Please give the listing again, word for word, with nothing left out.
>> Begin Records to use
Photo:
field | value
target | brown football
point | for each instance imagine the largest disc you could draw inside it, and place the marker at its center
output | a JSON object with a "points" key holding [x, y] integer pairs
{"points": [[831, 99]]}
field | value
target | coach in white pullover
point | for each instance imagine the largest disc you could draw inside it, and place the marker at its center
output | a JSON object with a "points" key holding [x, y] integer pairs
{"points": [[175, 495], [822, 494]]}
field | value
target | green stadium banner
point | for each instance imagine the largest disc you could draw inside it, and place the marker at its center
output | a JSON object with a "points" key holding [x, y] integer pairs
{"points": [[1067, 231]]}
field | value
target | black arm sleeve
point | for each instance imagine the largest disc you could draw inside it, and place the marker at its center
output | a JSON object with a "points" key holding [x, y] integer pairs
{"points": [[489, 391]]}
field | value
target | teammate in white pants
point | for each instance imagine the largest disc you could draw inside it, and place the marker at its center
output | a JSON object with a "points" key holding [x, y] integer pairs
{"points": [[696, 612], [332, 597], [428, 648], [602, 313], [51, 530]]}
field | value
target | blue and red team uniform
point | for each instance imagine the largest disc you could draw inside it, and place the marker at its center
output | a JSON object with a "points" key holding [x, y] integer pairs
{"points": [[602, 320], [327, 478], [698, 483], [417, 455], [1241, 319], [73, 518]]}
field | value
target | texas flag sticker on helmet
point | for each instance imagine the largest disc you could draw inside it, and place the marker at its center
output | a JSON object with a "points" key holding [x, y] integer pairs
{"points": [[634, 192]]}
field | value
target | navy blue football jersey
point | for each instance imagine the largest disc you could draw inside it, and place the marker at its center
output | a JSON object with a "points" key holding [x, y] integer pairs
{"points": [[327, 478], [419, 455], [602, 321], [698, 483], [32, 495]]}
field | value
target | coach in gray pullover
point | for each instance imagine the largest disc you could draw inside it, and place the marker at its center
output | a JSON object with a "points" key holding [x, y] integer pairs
>> End Records to use
Correct output:
Photo:
field | value
target | brown football
point | for each instance imagine the largest disc you could draw inside it, and place the marker at its center
output | a JSON object with a "points" key holding [x, y] integer pairs
{"points": [[831, 99]]}
field | value
target | coach in white pullover
point | for each instance imagine the largest disc you could draw inside it, and place the marker at its center
output | a JSON object with a "points" key holding [x, y] integer pairs
{"points": [[175, 495], [822, 494]]}
field | value
target | green stadium banner
point | for each instance imagine the largest disc you could draw inside it, and place the marker at its center
output | a JSON object with a "points" key holding [x, y] integer pairs
{"points": [[1067, 231]]}
field | value
target | black arm sleeve
point | for each instance imagine the largest disc you could draw inside it, and place the marker at its center
output | a JSON object with a "points" key holding [x, y] integer pairs
{"points": [[489, 391]]}
field | value
target | teammate in white pants
point | for each instance imagine the largest disc you could draw inside it, and place the marker at its center
output | a JSON object with a "points" key holding [x, y] integer pairs
{"points": [[696, 612], [332, 597], [428, 648], [602, 313], [51, 530]]}
field | value
target | blue and red team uniform
point | for each instance imagine the largest disc you could draw inside it, and place the marker at its center
output | a JSON object with a "points" key holding [x, y] integer pairs
{"points": [[602, 320], [327, 478], [698, 483], [417, 455], [1241, 319], [73, 518]]}
field | value
target | texas flag sticker on helmet
point | for each instance imagine the largest disc you could draw inside it, and place the marker at its center
output | a JSON object with a "points" key holding [x, y] integer pairs
{"points": [[634, 192]]}
field | value
target | navy blue football jersey
point | for each instance imagine the largest disc you could draw inside it, and place the marker at its center
output | a JSON object with a "points" key holding [x, y] integer pairs
{"points": [[327, 478], [419, 455], [602, 321], [698, 483], [32, 495]]}
field | value
target | coach in gray pullover
point | for each instance imagine the largest disc you could draw inside it, and place the marker at its center
output | a JSON object with a "points" key holding [x, y] integer pairs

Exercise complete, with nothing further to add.